> [Задание]: Замените «ковру» на «полу» во фрагменте текста о Лескове от «Тот же Измайлов, однажды» до «деле что-то искал.» и приведите этот фрагмент целиком.

══ Исходный текст ══

Читаем Лесков: Прозёванный гений полностью

Гнев, раздражительность, деспотизм топило в себе другое неистовство.

«О необузданном, садистическом темпераменте Лескова на сексуальной почве ходили среди писателей чудовищные слухи… – вспоминал другой его современник. – За кофе с ликером Николай Семенович мечтательно заметил: “Какой-то кесарь засыпал своих гостей розами, так что они под ними задохнулись. Я также, вероятно, задохнусь. Но не от роз… А хотел бы я, чтобы на меня сыпались женские сердца… сотнями, тысячами… красные, горячие… Я валялся бы среди них, целовал бы их взасос, разрывал бы их пальцами, грыз бы зубами, и задохнулся бы от сладострастия!”»7.

Литератор Павел Пильский сохранил удивительное свидетельство критика Александра Измайлова. Тот увидел в кабинете на столе у Лескова «прекрасный крест на слоновой кости, чудесной работы, вывезенный из Иерусалима». Однажды, «в минуту откровенности», Лесков обратил внимание Измайлова на вставленное в перекрестье кругленькое стеклышко. Приблизив крест к подслеповатым глазам, Измайлов оторопел: под стеклышком была неприличная картинка8.

«Красивые женские лица, нежные и томные, а рядом с ними старинного письма образ или картина на дереве – голова Христа на кресте в несколько сухом стиле Альбрехта Дюрера»9 – так описывала его кабинет писательница Любовь Яковлевна Гуревич.

Тот же Измайлов, однажды зайдя к Лескову невзначай, увидел, что он стоит на коленях, отбивая земные поклоны.

«Измайлов осторожно кашлянул, Лесков быстро оглянулся, заерзал по ковру и растерянно, быстро заговорил, как бы оправдываясь:

– Оторвалась пуговица, знаете… вот, всё ищу, ищу… никак не могу найти…

И он для вида стал шарить рукой по ковру, будто и в самом деле что-то искал.

Все, знавшие этого человека, в один голос упоминают о его прожигающих глазах, светившихся распаленной огненностью»10.

Лесков для сегодняшнего российского читателя – автор «Левши», для зарубежного – «Леди Макбет Мценского уезда», которую знают по опере Шостаковича. Но на самом деле его рассказ-визитка – «Чертогон»: дядюшка рассказчика ныряет в бешеный ночной разгул, с пьяным пиром, музыкой, цыганами, а нагулявшись всласть, также пламенно замаливает ночные грехи в женском монастыре перед богородичной иконой. В другом рассказе, «Дворянском бунте…», отец Василий, алкоголик с добрым сердцем, после запоя, на покаянной молитве «просветлевал до прелести», «невыразимой и неописанной», так что при красноте лица своего напоминал «огненного серафима»11

.

═══
══ Материал ══

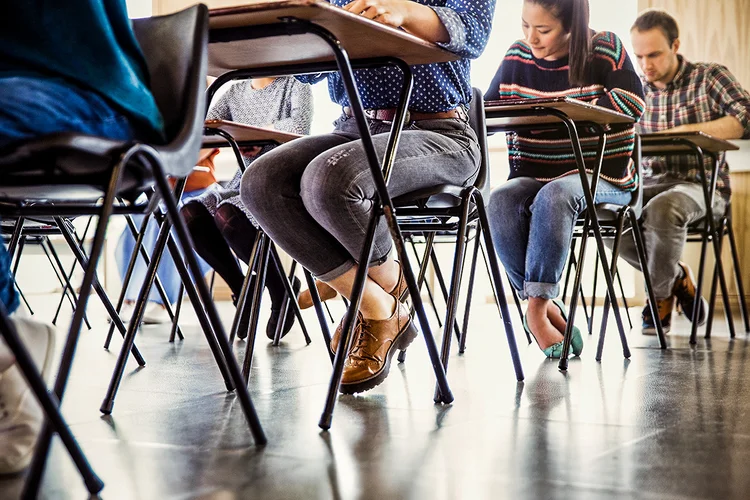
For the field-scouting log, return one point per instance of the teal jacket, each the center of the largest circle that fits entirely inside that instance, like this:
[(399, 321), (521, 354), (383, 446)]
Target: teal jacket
[(89, 43)]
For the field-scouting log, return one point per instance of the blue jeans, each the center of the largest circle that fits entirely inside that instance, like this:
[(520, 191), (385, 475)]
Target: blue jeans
[(31, 107), (532, 224), (167, 270)]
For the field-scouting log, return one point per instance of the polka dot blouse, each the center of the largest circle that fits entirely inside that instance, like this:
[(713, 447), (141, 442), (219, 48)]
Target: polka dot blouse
[(437, 87)]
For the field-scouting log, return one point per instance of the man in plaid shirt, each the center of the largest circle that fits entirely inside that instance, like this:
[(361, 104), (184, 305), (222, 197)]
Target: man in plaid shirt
[(681, 97)]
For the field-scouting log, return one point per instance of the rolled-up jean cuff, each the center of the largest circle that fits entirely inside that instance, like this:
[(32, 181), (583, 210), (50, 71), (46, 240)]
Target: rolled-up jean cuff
[(541, 290), (337, 271)]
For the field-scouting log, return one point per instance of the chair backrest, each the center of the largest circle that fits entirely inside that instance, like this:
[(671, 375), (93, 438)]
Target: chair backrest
[(478, 123), (176, 50)]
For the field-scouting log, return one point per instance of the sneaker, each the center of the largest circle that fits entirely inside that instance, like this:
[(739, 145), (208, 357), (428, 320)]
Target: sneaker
[(664, 307), (275, 313), (684, 290), (21, 417), (155, 314)]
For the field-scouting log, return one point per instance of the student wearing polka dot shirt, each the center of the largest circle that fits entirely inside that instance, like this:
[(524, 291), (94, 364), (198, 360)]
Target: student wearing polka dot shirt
[(314, 196)]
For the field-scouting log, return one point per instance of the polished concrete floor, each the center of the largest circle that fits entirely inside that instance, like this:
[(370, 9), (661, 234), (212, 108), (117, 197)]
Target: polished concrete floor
[(662, 425)]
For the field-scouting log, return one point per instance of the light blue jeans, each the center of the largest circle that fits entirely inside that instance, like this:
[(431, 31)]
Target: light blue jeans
[(532, 225), (167, 271)]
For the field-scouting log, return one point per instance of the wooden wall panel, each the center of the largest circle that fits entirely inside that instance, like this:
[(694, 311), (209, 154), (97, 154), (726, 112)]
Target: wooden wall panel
[(712, 30)]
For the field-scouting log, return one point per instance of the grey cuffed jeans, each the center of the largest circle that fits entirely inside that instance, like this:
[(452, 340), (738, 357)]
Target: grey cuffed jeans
[(667, 212), (314, 196)]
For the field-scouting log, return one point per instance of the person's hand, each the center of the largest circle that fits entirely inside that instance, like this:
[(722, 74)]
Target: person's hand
[(250, 151), (391, 12)]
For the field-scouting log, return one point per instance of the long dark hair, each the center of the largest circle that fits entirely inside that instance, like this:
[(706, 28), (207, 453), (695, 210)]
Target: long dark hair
[(574, 15)]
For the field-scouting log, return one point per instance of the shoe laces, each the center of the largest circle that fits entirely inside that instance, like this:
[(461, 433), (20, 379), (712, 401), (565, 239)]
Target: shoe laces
[(361, 341)]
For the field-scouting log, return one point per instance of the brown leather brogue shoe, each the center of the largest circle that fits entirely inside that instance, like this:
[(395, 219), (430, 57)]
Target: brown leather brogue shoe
[(400, 292), (374, 344)]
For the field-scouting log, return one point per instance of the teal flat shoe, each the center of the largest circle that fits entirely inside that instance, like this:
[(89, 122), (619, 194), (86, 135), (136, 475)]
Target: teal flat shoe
[(576, 341), (553, 351)]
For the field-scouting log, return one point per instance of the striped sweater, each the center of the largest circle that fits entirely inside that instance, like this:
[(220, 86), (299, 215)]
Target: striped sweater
[(612, 83)]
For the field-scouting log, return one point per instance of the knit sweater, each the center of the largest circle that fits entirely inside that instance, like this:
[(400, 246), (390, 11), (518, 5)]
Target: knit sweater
[(612, 84)]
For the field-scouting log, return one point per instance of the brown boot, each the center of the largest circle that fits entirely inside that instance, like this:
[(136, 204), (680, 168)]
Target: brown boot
[(374, 344), (325, 291), (400, 292)]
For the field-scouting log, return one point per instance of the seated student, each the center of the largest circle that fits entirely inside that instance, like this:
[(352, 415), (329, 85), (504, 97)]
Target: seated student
[(314, 196), (48, 85), (532, 215), (681, 96), (218, 220), (156, 312)]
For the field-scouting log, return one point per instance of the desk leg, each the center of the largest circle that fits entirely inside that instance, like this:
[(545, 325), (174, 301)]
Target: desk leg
[(708, 196)]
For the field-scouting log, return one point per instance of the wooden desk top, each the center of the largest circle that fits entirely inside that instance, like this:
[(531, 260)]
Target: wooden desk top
[(361, 37), (658, 143), (244, 133), (497, 119)]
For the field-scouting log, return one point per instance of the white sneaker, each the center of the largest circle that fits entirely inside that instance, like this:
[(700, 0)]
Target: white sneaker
[(155, 314), (21, 417)]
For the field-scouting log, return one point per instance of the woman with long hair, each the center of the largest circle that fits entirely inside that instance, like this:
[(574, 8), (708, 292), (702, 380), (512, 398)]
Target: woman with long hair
[(533, 214)]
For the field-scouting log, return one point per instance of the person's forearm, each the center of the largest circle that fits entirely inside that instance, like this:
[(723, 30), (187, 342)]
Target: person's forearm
[(727, 127), (424, 23)]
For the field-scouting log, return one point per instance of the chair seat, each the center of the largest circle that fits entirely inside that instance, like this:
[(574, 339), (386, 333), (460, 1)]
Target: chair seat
[(73, 166), (442, 196)]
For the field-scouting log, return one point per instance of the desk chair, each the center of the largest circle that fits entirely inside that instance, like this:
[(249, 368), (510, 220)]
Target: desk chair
[(89, 169), (616, 220), (443, 204), (698, 232)]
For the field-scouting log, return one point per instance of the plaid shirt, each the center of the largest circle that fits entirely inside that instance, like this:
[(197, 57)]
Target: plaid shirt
[(699, 92)]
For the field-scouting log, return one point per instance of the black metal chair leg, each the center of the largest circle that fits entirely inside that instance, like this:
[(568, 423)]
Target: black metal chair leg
[(498, 285), (714, 285), (319, 312), (470, 290), (453, 296), (443, 288), (738, 275), (290, 300), (640, 247), (571, 265), (175, 322), (624, 299), (699, 284), (49, 403), (242, 309), (68, 289), (260, 281), (422, 264), (85, 261), (218, 333), (590, 321), (615, 255)]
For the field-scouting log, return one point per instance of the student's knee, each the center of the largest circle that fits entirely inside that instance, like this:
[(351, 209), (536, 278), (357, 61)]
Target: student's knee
[(332, 182), (193, 211), (259, 185), (670, 210), (562, 195)]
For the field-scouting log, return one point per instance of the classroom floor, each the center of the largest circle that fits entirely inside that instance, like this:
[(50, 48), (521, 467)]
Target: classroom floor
[(663, 425)]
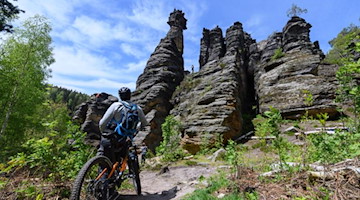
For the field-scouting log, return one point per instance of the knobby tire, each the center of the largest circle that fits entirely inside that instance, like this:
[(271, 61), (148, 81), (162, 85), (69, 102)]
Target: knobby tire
[(79, 181), (134, 169)]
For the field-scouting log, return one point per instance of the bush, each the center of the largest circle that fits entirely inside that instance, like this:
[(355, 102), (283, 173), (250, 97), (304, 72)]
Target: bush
[(52, 157), (278, 54), (170, 148)]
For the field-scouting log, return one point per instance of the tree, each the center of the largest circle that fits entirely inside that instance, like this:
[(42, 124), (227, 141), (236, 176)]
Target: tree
[(295, 11), (7, 13), (23, 71), (341, 45)]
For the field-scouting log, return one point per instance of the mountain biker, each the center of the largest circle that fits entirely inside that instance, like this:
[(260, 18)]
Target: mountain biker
[(112, 143)]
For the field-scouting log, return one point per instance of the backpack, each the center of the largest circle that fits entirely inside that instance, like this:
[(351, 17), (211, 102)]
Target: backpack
[(128, 121)]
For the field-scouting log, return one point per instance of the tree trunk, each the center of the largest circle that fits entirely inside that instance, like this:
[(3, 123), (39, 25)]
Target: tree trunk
[(8, 111)]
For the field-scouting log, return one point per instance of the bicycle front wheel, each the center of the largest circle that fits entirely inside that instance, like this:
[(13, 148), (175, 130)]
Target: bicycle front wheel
[(86, 186), (135, 172)]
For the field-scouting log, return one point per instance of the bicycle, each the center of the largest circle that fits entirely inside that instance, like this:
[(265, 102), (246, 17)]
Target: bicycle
[(99, 176)]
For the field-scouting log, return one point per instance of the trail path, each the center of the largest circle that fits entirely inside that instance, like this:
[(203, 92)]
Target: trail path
[(172, 184)]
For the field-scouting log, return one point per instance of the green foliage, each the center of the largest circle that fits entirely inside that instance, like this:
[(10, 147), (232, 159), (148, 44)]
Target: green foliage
[(268, 124), (216, 182), (232, 155), (170, 148), (210, 143), (344, 52), (8, 13), (349, 85), (322, 117), (334, 148), (56, 152), (278, 53), (308, 97), (25, 58), (295, 11), (27, 190), (55, 160), (340, 45)]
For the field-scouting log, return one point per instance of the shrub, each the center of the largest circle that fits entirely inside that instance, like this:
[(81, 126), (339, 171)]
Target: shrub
[(170, 148), (278, 54)]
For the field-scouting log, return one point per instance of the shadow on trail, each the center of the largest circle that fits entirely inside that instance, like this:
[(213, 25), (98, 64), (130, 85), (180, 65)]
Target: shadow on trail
[(164, 195)]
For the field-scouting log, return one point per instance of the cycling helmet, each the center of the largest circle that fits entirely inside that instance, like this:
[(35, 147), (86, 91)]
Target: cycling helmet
[(124, 93)]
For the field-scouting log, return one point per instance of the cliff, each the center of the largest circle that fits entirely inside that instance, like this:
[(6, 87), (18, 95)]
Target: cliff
[(163, 73)]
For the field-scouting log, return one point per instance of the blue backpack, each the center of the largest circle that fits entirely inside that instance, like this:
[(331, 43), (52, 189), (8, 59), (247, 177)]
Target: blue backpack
[(128, 121)]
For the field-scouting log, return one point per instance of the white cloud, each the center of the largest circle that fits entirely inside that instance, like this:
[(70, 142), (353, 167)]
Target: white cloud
[(132, 50), (97, 32), (254, 21), (149, 13), (81, 63), (136, 66), (92, 85)]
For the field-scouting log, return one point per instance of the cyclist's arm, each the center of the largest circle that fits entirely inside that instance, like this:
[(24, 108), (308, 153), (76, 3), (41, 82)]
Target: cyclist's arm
[(143, 120)]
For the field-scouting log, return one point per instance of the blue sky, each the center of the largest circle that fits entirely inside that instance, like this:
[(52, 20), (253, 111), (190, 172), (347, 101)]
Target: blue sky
[(100, 45)]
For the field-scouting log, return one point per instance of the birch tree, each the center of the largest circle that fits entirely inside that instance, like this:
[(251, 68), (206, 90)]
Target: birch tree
[(24, 63)]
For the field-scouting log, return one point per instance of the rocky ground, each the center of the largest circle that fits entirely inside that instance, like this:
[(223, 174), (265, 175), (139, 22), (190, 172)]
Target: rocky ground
[(172, 183)]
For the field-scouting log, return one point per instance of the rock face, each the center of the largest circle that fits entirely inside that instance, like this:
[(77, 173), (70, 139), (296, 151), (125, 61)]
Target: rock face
[(284, 82), (89, 113), (213, 100), (163, 73)]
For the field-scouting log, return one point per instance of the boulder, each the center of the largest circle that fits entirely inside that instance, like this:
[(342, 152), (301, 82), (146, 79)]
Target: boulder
[(211, 102), (163, 73), (284, 82)]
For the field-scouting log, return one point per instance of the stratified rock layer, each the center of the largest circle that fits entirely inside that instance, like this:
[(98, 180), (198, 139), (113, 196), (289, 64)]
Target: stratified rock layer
[(163, 72), (212, 101), (285, 82)]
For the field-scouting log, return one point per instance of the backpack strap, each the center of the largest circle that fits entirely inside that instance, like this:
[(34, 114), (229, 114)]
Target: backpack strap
[(119, 129)]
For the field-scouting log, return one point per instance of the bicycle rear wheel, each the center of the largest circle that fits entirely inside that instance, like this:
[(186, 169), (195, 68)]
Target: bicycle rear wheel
[(135, 172), (86, 186)]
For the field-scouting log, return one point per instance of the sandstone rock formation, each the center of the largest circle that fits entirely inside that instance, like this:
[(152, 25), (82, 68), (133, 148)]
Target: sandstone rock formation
[(163, 72), (89, 113), (284, 82), (213, 100)]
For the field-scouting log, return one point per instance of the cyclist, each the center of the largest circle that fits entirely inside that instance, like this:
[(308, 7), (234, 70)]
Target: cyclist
[(107, 124)]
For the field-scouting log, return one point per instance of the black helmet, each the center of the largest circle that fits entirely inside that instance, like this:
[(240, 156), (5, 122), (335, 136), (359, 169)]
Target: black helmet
[(124, 93)]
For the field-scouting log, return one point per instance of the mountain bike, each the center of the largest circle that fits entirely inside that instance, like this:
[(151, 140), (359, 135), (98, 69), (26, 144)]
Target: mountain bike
[(99, 177)]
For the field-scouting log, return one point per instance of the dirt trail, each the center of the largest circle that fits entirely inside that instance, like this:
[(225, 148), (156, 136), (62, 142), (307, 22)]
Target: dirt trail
[(172, 184)]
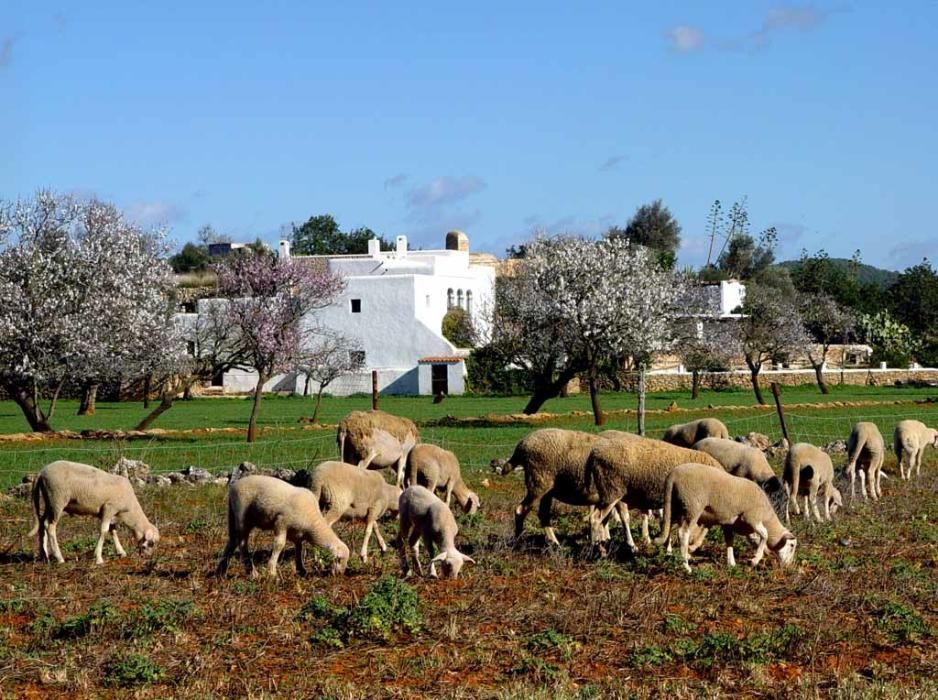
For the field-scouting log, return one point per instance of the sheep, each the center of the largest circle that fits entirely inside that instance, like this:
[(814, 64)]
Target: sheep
[(866, 450), (345, 491), (686, 434), (746, 462), (631, 473), (424, 516), (80, 489), (268, 503), (909, 442), (554, 462), (375, 439), (436, 468), (697, 495), (808, 470)]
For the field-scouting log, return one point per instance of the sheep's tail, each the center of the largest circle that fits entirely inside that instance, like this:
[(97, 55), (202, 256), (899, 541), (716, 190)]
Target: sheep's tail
[(36, 495), (666, 518)]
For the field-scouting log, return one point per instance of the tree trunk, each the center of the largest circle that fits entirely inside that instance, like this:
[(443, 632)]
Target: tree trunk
[(315, 418), (89, 396), (754, 375), (641, 399), (598, 417), (819, 373), (547, 388), (26, 400), (256, 408)]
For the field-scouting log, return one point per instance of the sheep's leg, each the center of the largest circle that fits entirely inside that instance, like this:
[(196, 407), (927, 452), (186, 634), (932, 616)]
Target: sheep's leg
[(728, 539), (280, 541), (683, 535), (300, 559), (117, 542), (763, 533)]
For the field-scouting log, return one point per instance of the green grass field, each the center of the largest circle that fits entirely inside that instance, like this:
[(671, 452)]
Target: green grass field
[(855, 617)]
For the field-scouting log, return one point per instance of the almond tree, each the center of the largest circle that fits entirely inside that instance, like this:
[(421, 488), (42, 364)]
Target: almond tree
[(83, 296), (268, 302)]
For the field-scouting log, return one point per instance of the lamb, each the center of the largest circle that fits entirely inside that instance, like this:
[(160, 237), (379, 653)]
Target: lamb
[(375, 440), (742, 461), (436, 468), (808, 470), (686, 434), (909, 442), (268, 503), (697, 495), (80, 489), (344, 491), (866, 450), (632, 473), (424, 516), (554, 462)]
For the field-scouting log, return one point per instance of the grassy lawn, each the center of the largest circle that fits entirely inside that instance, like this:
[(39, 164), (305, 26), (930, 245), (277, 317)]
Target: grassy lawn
[(856, 617)]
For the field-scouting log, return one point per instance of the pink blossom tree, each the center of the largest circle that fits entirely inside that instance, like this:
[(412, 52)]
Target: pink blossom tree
[(271, 305)]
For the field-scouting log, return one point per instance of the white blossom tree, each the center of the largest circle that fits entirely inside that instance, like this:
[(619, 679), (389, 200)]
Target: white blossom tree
[(575, 303), (770, 329), (332, 356), (84, 296), (268, 304)]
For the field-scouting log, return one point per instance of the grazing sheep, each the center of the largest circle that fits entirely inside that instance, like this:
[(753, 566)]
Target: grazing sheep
[(375, 440), (80, 489), (866, 451), (424, 516), (268, 503), (554, 462), (436, 468), (909, 442), (632, 473), (344, 491), (686, 434), (697, 495), (808, 470)]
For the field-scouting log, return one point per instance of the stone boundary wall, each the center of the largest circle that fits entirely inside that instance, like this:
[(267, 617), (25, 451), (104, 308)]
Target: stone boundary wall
[(673, 381)]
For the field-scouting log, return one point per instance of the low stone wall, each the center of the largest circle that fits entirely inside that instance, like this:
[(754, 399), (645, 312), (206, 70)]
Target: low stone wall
[(789, 377)]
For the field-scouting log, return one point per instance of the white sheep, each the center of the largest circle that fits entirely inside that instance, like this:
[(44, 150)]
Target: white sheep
[(267, 503), (808, 471), (631, 473), (686, 434), (554, 464), (436, 468), (909, 442), (866, 451), (346, 492), (424, 516), (375, 440), (80, 489), (698, 496)]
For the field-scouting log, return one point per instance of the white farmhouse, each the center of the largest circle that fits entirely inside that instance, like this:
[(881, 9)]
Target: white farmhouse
[(393, 306)]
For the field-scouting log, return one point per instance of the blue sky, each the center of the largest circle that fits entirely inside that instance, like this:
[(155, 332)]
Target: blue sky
[(496, 118)]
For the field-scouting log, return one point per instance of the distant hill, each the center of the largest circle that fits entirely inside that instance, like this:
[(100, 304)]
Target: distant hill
[(867, 273)]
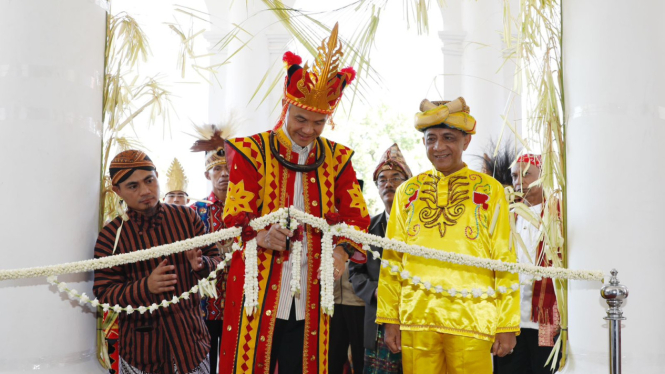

═══

> [Результат]:
Тот же Измайлов, однажды зайдя к Лескову невзначай, увидел, что он стоит на коленях, отбивая земные поклоны.

«Измайлов осторожно кашлянул, Лесков быстро оглянулся, заерзал по полу и растерянно, быстро заговорил, как бы оправдываясь:

– Оторвалась пуговица, знаете… вот, всё ищу, ищу… никак не могу найти…

И он для вида стал шарить рукой по полу, будто и в самом деле что-то искал.